> **Aufgabe A**
Prüfen Sie, ob die folgenden Aussagen mit dem nachstehenden Textauszug übereinstimmen, und belegen Sie jedes Urteil mit einem wörtlichen Zitat:
(i) Jens Spahn äußerte, die RKI-Files enthielten nichts Neues.
(ii) Laut Markwardt führt die Formel, man müsse AfD oder BSW „inhaltlich stellen“, in der Praxis meist zum Erfolg.
(iii) Der Textauszug erklärt, das „organisierte Verdrängen“ werde langfristig das Vertrauen in die Demokratie stärken.

> **Textauszug**
Aus diesem Grund wäre die demokratische Öffentlichkeit überfordert, sich mit all diesen Problemen simultan auseinanderzusetzen, so Markwardt. Das Resultat, dass man hieraus ziehen müsse, sei klar, erklärt der ZEIT-Autor. Die oft wiederholte Formel, man müsse AfD oder BSW „inhaltlich stellen“, würde in der Praxis meist ins Leere laufen. Populistischen Parteien müsse man stattdessen ihren „strategischen Vorteil“ rauben, und dies ginge nur durch „das organisierte Verdrängen“.

Kritik an der Forderung

Die Forderung nach Verdrängung stößt auf erheblichen Widerstand. Viele Bürger sehen darin eine gefährliche Tendenz, die tatsächliche Aufarbeitung und Verantwortlichkeit zu umgehen. Gerade die Corona-Maßnahmenpolitik hat bei vielen Menschen tiefe Spuren hinterlassen. Das Vertrauen in staatliche Institutionen und die Politik wurde erheblich erschüttert.

Der frühere Bundesgesundheitsminister Jens Spahn meinte zu den RKI-Files, das sei alles seit Jahren bekannt und nichts Neues. Diese Aussage verdeutlicht, dass es durchaus eine Notwendigkeit für eine umfassende Aufarbeitung gibt, um das Vertrauen der Bürger wiederherzustellen.

Ein Blick in die Zukunft

Es bleibt abzuwarten, wie sich die Debatte um die Verdrängung und Aufarbeitung gesellschaftlicher Probleme weiterentwickeln wird. Klar ist jedoch, dass eine demokratische Gesellschaft nur durch Transparenz und Verantwortlichkeit bestehen kann. Das „organisierte Verdrängen“ mag kurzfristig Konflikte reduzieren, langfristig jedoch könnte es das Vertrauen in die Demokratie weiter untergraben und populistischen Kräften zusätzlichen Auftrieb geben.

In Zeiten, in denen die Gesellschaft vor zahlreichen Herausforderungen steht, ist es umso wichtiger, traditionelle Werte wie Ehrlichkeit, Verantwortungsbewusstsein und Transparenz hochzuhalten. Nur so kann eine starke und geeinte Nation entstehen, die den kommenden Generationen ein stabiles und vertrauenswürdiges Fundament bietet.

[Einträge eines Datensatzes]
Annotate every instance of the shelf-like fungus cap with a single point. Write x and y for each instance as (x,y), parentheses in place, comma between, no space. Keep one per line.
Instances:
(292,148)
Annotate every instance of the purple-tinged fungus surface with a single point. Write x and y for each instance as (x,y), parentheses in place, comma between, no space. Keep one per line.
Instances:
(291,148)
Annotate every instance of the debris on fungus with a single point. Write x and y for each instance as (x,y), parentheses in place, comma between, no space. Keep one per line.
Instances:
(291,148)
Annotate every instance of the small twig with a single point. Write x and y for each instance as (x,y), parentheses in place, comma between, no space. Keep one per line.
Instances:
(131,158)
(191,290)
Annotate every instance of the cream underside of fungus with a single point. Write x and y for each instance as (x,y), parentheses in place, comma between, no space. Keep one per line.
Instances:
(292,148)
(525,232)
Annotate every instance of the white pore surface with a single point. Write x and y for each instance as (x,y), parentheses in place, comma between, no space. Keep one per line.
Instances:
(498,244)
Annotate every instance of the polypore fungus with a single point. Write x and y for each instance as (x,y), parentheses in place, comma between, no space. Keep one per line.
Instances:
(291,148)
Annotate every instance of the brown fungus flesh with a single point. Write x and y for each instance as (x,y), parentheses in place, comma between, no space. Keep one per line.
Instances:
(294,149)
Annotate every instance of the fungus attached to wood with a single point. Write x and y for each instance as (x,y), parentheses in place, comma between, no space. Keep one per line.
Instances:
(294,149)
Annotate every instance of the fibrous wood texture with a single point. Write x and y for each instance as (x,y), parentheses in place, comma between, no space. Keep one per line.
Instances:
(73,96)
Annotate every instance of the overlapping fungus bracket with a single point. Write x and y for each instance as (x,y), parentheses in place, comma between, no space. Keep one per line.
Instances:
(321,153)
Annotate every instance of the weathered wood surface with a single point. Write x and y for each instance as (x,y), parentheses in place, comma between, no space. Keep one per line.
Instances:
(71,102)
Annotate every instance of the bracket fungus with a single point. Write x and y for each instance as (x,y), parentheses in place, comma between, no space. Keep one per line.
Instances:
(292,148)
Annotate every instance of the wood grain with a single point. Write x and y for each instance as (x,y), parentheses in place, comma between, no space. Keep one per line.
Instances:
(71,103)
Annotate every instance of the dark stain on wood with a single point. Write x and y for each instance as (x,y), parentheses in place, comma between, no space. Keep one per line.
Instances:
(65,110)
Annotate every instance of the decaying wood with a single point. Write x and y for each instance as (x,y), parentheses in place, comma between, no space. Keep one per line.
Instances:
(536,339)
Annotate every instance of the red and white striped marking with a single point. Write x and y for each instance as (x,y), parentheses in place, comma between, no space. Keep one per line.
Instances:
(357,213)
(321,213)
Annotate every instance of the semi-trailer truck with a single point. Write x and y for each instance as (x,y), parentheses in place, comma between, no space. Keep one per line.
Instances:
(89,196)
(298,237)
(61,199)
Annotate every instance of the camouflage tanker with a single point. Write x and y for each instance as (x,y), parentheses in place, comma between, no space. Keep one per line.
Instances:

> **Aufgabe B**
Geben Sie jede Zeile der obigen Einträge zurück, in der die Zeichenfolge „white“ vorkommt.

> **Lösung A**
(i) Ja: „das sei alles seit Jahren bekannt und nichts Neues“
(ii) Nein: „würde in der Praxis meist ins Leere laufen“
(iii) Nein: „langfristig jedoch könnte es das Vertrauen in die Demokratie weiter untergraben“

> **Lösung B**
Annotate every instance of the white pore surface with a single point. Write x and y for each instance as (x,y), parentheses in place, comma between, no space. Keep one per line.
Annotate every instance of the red and white striped marking with a single point. Write x and y for each instance as (x,y), parentheses in place, comma between, no space. Keep one per line.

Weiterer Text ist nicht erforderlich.